__Extract provided__
[START]

This information has been collected to fulfill Krikri ticket #8426 ("Define Error Classes") and #8427 ("Develop Error Message Requirements ..."), and is intended to be an aid for followup implementation work.

Documented Behavior

The documentation comment at the head of the file for Krikri::SoftwareAgent says:

Software Agents should handle internal errors that do not result in full activity failure, and raise a RuntimeError when the job fails. Activity handles logging of activity start/stop, and failure status.

It appears that the statement about RuntimeError was based on an assumption about what had been observed at the time, and not an attempt to prescribe a particular behavior. Considering the cases documented below, and the "Recommendations for Exceptions" below, we may want to acknowledge that our SoftwareAgents throw a range of exceptions.

Recommendations

Recommendations for Exceptions

Standardize exceptions that should be RuntimeError but are not. As an alternative, we could update the documented behavior above to specify a wider range of exceptions that one should expect. See below for notes on the following. Some of them have other recommendations, as well.

  • Krikri::Harvesters::PrimoHarvester
  • Krikri::LDP::Resource
  • Krikri::MapCrossWalk::CrosswalkHashBuilder
  • Krikri::ProvenanceQueryClient

We should catch the exceptions thrown by our harvester record enumerators. We could have some of these enumerators re-try HTTP requests a limited number of times after a delay, where they don't already by default. (We need to audit the use of Faraday settings for retry, delay, backoff.) This should probably be done in the #enumerate_records methods of the harvesters.

Catching exceptions from the ProvenanceQueryClient enumerator, which is what is behind mappings, enrichments, and indexings, is a little more involved. It's possible that we could try to recover some number of times from an exception raised by its enumerator, and then reraise the exception if it's still being caught, because the enumerator enumerates the result of a single SPARQL query. Once it has succeeded, it is likely that the each_solution and map will loop through to the end of the result. SPARQL::Client uses Net::HTTP::Persistent, and Net::HTTP defaults to buffering responses before returning a response; it does not stream responses by default so we're probably safe to assume that we won't encounter errors in the enumerator more than once.

[END]

__Data listing__
[START]

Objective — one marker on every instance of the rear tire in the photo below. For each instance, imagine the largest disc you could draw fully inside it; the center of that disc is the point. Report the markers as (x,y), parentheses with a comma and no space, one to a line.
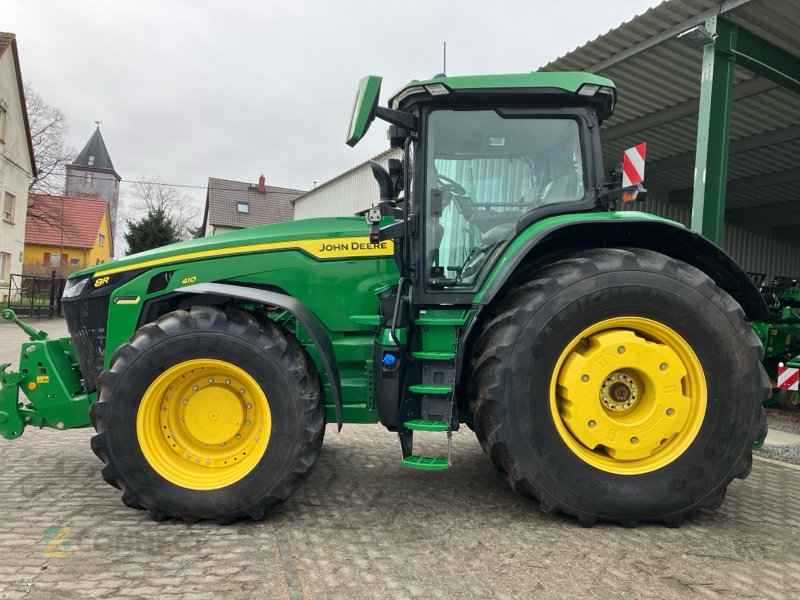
(208,415)
(619,385)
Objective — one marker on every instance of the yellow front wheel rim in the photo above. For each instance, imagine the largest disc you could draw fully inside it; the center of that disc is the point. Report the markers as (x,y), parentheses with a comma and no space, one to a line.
(204,424)
(628,395)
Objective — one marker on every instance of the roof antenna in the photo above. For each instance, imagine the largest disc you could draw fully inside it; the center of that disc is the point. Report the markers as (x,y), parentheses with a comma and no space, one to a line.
(444,62)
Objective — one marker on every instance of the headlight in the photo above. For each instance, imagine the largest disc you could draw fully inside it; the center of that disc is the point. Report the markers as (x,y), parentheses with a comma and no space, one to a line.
(74,287)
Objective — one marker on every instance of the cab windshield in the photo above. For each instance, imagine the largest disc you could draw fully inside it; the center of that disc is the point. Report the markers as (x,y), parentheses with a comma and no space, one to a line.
(484,172)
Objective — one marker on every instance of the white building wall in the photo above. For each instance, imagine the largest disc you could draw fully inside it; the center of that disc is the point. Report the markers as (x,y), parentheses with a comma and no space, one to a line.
(15,167)
(345,195)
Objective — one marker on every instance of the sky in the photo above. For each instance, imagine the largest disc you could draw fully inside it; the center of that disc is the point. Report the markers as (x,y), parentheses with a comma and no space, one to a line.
(187,90)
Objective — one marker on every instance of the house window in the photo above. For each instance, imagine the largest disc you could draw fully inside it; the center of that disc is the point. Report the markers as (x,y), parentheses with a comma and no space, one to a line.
(9,202)
(2,124)
(5,266)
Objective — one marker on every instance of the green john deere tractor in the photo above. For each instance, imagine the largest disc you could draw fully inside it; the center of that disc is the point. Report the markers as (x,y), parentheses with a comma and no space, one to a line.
(780,335)
(603,358)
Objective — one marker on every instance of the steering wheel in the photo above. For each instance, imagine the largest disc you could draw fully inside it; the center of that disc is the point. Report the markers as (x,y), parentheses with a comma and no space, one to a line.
(466,206)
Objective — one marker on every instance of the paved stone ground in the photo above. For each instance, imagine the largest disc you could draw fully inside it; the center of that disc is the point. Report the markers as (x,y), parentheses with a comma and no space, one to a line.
(362,526)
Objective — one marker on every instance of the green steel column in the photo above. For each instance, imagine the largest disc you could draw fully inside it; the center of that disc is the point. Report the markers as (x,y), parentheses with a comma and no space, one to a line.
(713,130)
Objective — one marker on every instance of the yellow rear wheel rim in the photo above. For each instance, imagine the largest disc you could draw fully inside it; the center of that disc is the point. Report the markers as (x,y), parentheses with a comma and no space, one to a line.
(204,424)
(628,395)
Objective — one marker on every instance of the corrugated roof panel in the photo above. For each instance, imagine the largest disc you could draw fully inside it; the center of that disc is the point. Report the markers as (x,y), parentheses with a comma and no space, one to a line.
(658,82)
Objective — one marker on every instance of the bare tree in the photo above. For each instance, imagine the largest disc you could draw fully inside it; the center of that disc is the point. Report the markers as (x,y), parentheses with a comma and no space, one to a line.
(151,195)
(48,127)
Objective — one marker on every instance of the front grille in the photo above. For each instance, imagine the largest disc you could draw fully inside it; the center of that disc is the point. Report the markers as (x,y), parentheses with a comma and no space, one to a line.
(86,320)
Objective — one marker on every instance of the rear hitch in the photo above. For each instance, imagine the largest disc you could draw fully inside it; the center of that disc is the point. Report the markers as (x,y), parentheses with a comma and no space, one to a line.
(50,380)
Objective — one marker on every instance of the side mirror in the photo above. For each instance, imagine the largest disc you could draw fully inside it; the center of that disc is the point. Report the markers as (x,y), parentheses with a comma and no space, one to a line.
(364,108)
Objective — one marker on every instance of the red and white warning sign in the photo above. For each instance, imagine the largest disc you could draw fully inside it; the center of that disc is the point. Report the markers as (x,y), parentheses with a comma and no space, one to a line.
(633,165)
(789,378)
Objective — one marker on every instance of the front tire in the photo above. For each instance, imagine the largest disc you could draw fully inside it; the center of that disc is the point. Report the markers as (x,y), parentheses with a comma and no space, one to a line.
(208,415)
(619,385)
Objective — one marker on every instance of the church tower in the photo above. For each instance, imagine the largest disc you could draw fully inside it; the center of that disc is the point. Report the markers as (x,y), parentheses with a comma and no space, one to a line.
(92,175)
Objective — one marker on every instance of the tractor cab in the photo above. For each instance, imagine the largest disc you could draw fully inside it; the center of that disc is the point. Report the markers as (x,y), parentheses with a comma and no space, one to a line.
(485,156)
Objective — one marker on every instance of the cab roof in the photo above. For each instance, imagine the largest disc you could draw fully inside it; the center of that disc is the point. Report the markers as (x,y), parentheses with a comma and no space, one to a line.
(512,84)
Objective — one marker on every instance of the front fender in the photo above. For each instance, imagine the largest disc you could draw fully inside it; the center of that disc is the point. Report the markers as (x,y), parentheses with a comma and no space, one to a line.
(307,319)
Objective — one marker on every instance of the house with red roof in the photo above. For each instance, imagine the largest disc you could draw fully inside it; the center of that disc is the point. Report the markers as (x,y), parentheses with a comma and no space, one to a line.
(65,234)
(17,164)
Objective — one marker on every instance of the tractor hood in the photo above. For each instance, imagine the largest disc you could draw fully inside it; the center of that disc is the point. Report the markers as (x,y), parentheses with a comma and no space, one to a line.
(312,236)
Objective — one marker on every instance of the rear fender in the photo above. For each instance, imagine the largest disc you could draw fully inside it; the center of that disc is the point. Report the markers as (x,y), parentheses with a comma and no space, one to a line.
(537,246)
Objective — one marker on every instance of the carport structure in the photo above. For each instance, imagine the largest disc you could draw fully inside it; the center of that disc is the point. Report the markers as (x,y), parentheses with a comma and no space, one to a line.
(714,90)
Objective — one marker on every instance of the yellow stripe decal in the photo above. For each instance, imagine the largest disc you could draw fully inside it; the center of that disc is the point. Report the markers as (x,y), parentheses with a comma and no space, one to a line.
(322,248)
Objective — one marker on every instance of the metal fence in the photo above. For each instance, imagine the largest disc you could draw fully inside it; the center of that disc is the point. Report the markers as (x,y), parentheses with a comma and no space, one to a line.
(32,296)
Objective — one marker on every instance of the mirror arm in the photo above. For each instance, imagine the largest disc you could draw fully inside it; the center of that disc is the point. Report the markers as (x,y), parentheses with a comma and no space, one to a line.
(397,117)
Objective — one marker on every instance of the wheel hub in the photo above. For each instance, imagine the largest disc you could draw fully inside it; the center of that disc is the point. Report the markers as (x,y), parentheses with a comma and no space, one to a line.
(628,394)
(212,423)
(619,392)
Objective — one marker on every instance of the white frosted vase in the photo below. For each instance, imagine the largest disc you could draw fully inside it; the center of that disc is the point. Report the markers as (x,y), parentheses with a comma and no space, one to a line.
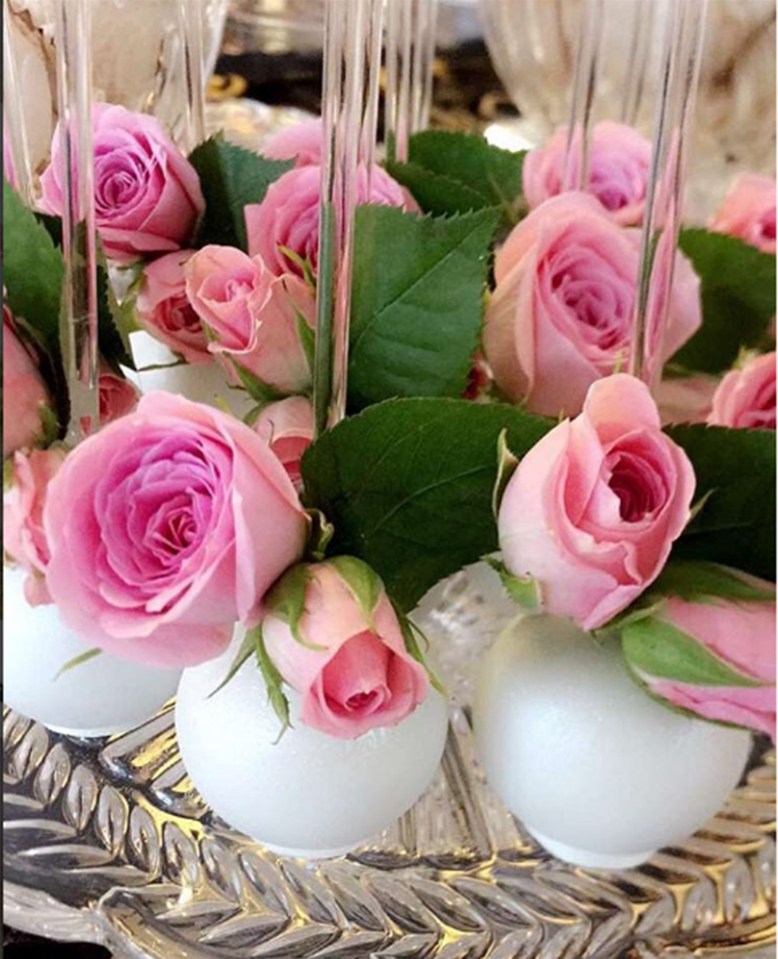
(598,772)
(101,696)
(308,794)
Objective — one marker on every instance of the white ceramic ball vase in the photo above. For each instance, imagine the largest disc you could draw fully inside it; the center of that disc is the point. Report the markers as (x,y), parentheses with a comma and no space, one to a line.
(307,795)
(99,697)
(598,772)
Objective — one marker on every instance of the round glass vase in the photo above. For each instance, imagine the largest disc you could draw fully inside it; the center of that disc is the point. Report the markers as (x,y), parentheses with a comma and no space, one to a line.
(99,697)
(599,773)
(304,793)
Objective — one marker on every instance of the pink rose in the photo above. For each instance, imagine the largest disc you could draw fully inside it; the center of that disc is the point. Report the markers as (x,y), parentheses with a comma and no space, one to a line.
(748,211)
(739,634)
(619,163)
(289,215)
(25,397)
(164,311)
(117,396)
(165,528)
(23,537)
(147,194)
(745,398)
(253,318)
(561,315)
(592,510)
(287,426)
(301,143)
(362,677)
(687,399)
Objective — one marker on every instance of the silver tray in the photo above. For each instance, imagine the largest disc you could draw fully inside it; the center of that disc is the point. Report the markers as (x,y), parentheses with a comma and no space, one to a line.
(106,840)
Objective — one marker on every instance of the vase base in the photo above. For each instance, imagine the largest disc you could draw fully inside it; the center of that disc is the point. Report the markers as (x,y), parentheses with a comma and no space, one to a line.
(587,858)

[END]

__What this task involves__
In the Krikri error-handling notes, which methods are suggested as the place to catch exceptions from the harvester record enumerators?

__Solution to this task__
The #enumerate_records methods of the harvesters.